Lee Mallett, Co-Editor and Publisher of Planning in London magazine, argues for national and local government to invest in a new planning regime and new methods for engaging local people and economic interests
For nearly all the professional bodies representing built environment interests to write to communities secretary Eric Pickles criticising the Coalition's planning policies, as they did recently, is unique. No other legislative issue, with perhaps the exception of Development Land Tax, has coalesced the professional property, architecture, planning and construction classes to the same extent. The thrust of the letter was directed at the strategic vacuum that the abolition of regional spatial strategies appears to generate (with the exception of London), and the need to develop new ways of engaging communities so these wider issues can be resolved at a local level.
But it isn't just the strategic issues that need addressing. Communities feel excluded from planning as a strategic and tactical tool for organising our futures and enhancing what we want to preserve. We do need new methods of empowering people and engaging them. They might be a central plank in reinvigorating local democracy because planning encompasses so many pragmatic local issues. Powerful professional and economic interests fear local involvement because they think people will reject change and retreat into Nimbyism. This “we know best” top-down professionalism is what people distrust and will always do so, especially after the lessons of the recent past delivered by the planning system.

(Items from a dataset)

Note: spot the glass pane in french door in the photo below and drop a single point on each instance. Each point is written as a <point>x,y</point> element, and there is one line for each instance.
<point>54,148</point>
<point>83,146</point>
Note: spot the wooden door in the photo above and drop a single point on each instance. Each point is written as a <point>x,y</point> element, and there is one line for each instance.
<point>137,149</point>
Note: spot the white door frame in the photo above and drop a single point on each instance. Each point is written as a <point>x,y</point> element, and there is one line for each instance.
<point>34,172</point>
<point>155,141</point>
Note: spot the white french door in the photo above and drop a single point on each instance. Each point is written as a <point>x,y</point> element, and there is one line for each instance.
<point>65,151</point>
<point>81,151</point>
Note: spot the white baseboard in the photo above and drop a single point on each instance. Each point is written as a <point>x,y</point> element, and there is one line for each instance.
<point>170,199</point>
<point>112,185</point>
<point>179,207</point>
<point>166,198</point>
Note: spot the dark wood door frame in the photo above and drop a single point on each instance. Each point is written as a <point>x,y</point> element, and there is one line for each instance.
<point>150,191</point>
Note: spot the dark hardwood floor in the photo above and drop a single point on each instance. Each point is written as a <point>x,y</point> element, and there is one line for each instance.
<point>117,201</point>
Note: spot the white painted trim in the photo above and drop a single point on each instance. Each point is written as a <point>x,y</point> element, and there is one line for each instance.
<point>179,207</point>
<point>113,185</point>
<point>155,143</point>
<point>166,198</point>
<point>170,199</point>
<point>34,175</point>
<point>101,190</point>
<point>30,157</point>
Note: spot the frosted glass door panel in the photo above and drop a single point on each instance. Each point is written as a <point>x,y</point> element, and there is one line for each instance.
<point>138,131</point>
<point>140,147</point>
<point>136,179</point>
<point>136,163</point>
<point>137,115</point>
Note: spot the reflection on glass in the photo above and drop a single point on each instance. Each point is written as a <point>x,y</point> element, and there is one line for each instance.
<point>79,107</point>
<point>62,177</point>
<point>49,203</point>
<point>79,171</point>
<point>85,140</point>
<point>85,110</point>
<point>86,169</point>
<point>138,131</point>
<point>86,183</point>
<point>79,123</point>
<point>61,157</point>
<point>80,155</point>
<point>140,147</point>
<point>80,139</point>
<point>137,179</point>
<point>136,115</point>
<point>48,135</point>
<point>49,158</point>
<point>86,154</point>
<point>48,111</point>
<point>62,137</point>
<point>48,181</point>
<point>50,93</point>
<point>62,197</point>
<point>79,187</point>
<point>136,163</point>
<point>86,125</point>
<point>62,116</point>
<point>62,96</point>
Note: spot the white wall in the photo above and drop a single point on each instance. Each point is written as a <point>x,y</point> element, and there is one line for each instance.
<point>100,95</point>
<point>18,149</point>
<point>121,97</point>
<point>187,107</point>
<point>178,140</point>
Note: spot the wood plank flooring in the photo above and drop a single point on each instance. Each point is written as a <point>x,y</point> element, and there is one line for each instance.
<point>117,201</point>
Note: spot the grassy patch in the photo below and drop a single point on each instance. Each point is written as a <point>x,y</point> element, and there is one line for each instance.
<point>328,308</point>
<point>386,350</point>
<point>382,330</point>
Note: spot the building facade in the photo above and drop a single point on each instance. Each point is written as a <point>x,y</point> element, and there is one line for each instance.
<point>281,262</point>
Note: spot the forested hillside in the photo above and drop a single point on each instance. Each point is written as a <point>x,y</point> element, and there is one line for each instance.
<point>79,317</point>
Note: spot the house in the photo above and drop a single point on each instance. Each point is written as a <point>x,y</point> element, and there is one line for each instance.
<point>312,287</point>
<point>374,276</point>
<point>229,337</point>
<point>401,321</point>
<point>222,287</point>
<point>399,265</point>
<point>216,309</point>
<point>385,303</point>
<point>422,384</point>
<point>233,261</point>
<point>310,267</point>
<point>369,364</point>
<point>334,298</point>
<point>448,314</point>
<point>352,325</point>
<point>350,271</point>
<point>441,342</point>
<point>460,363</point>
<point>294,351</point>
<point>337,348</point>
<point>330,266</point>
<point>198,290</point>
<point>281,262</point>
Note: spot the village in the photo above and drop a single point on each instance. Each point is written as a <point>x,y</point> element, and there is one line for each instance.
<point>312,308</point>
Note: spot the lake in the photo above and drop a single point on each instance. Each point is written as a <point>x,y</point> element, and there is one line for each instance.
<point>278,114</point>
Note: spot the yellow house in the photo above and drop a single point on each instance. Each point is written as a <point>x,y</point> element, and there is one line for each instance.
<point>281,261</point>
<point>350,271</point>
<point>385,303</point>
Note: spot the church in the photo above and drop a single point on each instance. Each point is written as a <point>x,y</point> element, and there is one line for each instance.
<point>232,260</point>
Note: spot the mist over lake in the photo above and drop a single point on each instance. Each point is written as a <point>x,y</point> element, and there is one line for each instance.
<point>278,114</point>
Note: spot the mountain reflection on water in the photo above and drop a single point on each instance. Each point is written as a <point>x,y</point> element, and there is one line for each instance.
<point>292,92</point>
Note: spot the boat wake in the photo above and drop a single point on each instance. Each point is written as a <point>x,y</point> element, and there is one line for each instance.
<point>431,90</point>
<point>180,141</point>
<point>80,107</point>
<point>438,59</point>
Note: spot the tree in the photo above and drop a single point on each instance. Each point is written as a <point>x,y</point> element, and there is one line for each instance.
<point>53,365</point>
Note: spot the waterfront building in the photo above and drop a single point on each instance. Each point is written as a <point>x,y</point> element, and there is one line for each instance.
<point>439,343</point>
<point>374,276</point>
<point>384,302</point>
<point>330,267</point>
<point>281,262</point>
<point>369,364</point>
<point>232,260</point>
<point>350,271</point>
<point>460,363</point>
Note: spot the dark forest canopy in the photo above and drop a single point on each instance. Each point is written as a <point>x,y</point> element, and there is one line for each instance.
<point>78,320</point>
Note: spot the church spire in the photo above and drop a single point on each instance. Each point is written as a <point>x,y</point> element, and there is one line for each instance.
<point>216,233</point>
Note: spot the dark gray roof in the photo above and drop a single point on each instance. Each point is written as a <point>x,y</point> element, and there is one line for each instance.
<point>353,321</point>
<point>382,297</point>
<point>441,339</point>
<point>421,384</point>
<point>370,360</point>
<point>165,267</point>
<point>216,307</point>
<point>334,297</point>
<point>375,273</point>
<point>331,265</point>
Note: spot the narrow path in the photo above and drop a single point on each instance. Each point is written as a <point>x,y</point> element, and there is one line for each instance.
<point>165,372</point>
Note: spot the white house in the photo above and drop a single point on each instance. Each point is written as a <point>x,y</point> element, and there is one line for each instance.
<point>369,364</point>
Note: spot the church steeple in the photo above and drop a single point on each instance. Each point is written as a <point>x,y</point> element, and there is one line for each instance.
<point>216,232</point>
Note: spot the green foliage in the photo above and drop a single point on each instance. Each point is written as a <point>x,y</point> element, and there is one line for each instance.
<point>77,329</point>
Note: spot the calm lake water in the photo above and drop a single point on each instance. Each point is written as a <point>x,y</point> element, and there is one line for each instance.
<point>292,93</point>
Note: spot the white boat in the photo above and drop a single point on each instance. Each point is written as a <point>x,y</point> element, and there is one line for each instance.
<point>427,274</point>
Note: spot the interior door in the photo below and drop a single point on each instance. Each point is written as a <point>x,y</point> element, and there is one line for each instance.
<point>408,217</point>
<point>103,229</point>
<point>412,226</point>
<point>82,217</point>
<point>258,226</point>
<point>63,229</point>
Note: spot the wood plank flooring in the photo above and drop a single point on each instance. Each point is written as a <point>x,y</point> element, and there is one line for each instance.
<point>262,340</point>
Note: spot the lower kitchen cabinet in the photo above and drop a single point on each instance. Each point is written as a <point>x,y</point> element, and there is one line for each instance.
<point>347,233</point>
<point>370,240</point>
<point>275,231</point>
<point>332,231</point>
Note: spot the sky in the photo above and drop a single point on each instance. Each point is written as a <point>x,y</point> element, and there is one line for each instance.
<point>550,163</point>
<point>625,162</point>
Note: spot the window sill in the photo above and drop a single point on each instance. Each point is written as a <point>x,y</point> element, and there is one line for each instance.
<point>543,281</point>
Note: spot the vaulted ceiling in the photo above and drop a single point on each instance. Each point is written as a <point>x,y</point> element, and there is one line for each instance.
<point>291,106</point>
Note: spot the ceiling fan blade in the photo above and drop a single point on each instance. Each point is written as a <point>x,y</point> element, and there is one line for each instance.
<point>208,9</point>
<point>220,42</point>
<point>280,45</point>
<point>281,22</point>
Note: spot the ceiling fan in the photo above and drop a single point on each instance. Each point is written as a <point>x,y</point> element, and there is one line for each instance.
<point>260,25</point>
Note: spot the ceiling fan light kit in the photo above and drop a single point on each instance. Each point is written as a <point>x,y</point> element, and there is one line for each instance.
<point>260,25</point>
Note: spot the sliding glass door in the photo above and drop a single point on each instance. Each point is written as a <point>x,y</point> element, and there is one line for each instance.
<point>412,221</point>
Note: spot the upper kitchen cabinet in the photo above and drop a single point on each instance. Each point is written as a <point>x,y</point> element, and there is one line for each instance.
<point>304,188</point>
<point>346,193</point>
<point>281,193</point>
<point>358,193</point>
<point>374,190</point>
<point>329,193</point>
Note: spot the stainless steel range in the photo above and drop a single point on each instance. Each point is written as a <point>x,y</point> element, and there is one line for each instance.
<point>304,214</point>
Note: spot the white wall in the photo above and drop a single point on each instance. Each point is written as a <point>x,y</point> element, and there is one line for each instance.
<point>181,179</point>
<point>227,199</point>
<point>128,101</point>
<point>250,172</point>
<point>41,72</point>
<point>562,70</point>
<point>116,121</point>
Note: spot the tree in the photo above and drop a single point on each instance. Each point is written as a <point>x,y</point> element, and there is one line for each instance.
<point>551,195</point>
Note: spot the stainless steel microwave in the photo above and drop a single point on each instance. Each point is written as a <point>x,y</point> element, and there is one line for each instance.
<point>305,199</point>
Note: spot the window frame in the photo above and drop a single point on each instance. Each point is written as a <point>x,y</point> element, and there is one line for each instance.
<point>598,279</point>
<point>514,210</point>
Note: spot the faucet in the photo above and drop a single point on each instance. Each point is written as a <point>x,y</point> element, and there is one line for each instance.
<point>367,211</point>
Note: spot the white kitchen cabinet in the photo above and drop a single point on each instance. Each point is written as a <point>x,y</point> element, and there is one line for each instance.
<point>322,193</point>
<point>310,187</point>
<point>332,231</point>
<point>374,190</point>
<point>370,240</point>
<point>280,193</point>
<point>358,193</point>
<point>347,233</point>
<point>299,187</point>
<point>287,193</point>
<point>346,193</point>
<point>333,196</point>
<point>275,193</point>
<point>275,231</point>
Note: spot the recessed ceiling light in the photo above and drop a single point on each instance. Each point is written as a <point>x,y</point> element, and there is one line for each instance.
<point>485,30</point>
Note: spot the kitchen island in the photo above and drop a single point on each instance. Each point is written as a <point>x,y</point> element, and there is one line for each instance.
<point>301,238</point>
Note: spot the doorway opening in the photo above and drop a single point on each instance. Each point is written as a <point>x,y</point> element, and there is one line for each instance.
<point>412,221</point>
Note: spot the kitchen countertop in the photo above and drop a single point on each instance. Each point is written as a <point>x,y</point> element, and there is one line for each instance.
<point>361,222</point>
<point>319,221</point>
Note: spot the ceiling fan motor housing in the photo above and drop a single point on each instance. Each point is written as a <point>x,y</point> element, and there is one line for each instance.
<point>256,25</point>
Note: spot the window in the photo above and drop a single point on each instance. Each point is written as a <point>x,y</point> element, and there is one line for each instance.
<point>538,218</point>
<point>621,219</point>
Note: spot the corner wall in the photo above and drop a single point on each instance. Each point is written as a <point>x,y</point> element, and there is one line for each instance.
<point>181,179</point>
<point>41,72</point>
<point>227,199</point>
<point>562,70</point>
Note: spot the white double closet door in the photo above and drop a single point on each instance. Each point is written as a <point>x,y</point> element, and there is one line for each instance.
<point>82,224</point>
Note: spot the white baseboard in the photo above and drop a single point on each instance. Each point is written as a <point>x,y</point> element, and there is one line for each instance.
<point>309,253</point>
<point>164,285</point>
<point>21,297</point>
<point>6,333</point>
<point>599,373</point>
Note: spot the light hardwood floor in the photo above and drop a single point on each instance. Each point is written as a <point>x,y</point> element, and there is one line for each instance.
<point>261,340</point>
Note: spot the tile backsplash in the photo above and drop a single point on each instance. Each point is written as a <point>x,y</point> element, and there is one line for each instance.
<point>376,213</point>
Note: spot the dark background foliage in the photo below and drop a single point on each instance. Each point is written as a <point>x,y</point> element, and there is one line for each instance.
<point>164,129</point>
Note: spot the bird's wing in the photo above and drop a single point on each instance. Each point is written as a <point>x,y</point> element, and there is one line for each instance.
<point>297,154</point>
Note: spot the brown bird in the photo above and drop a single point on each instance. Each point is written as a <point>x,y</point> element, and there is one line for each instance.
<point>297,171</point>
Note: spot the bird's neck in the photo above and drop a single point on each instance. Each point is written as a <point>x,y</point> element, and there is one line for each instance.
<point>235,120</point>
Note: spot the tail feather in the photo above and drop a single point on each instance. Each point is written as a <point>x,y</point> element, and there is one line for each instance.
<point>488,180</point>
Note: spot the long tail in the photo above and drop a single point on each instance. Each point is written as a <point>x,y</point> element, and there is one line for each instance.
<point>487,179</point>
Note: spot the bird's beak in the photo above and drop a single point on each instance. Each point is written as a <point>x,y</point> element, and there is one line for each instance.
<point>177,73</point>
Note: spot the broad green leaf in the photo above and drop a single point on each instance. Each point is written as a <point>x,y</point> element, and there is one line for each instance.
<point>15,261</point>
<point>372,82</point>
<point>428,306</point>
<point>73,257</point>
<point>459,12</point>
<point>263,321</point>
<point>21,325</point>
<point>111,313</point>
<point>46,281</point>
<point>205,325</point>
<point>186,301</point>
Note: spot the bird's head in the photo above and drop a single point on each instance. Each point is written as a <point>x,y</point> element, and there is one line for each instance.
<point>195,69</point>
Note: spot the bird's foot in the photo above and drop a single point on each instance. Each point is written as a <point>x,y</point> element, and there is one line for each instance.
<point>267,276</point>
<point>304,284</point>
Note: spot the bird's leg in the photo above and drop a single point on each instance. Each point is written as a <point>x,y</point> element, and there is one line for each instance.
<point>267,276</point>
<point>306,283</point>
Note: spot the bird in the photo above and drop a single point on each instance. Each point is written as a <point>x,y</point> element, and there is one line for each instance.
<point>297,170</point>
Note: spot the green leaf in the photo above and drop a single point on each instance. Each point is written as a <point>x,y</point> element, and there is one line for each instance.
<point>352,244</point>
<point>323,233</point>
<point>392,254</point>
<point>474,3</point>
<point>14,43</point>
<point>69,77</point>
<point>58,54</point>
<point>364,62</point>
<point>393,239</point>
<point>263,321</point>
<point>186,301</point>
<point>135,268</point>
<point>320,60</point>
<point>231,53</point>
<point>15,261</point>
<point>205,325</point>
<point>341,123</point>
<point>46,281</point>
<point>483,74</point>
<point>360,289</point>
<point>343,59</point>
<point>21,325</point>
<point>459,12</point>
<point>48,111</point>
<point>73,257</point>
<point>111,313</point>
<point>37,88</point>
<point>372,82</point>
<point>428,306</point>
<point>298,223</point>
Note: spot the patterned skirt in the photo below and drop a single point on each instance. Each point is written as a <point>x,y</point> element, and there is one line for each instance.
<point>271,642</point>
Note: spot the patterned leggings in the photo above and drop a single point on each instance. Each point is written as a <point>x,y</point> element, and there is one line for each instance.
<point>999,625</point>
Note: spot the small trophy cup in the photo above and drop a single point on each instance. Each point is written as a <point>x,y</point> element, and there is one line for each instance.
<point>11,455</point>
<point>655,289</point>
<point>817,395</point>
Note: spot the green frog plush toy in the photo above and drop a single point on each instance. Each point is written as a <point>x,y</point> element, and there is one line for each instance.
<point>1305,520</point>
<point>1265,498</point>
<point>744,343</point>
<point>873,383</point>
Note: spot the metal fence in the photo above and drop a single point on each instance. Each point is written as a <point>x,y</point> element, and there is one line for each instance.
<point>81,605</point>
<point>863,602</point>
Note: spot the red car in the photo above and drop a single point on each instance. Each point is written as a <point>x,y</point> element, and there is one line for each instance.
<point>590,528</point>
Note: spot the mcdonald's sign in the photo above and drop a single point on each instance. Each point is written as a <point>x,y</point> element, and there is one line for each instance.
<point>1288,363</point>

## TASK INSTRUCTIONS
a – Rewrite everything in the planning article from "Lee Mallett, Co-Editor" down to "a local level.", replacing "Eric Pickles" with "the minister".
b – In the planning article, which legislative issue is named as perhaps the one exception to how strongly these professional groups have come together?
c – Pick up the planning article where it stops and keep writing.
These items come from a separate source.

## ANSWERS BELOW
a –
Lee Mallett, Co-Editor and Publisher of Planning in London magazine, argues for national and local government to invest in a new planning regime and new methods for engaging local people and economic interests
For nearly all the professional bodies representing built environment interests to write to communities secretary the minister criticising the Coalition's planning policies, as they did recently, is unique. No other legislative issue, with perhaps the exception of Development Land Tax, has coalesced the professional property, architecture, planning and construction classes to the same extent. The thrust of the letter was directed at the strategic vacuum that the abolition of regional spatial strategies appears to generate (with the exception of London), and the need to develop new ways of engaging communities so these wider issues can be resolved at a local level.

b – Development Land Tax.

c –
Prior to the 1947 Town & Country Planning Act, a central pillar of the Welfare State, the way we planned our communities and controlled development needed to become less chaotic and more coherent (cue ironic head-shaking from today's developers and planners for whom today's system feels not so much chaotic as Kafkaesque). In the decades since, there has been regular revisionary legislation requiring the preparation of various incarnations of local plans, and a gradual shift from the realisation that rigid ‘zoning' of uses, governed by an equally rigid Use Classes Order, has not been entirely beneficial. The vibrancy of “mixed-uses” is something we prize and is an essential ingredient in our cities and settlements. The dominance of the car, which has had some disastrous effects when pandered to, is also falling from public favour in some major cities at least. The antiseptic separation of component parts of cities was an historic product of the desire to clean up the industrial revolution's effects on our major settlements and to facilitate new car-based economic activity. Good intentions that in major respects went awry and spawned a mass of inflexible minor regulations and obstacles to good urban and architectural design.
Add to this the increasing sophistication and energy of the property development industry as the commando force of commissioning international investing institutions, which sought to provide specialised work and retail space according to rigid investment criteria, and parts of our cities became highly specialised and polarised organisms, not devised by local people, but the consequence of expensive and lengthy planning battles between increasingly ‘dirigiste' local authority planners and orthodox investment interests.
Throughout the 80s, 90s and Noughties, as Britain struggled to address its post-war, post-empire de-industrialisation driven by economic globalisation, the need to address urban blight became central to government policy. Each of the major parties developed their own approach. Conservative governments from 1979 took a property-focused approach reckoning that if the market was freed from constraint, in Enterprise Zones which built on de-democratised New Towns experiences and were initially manned by officials from those organisations, it would deliver the necessary economic activity.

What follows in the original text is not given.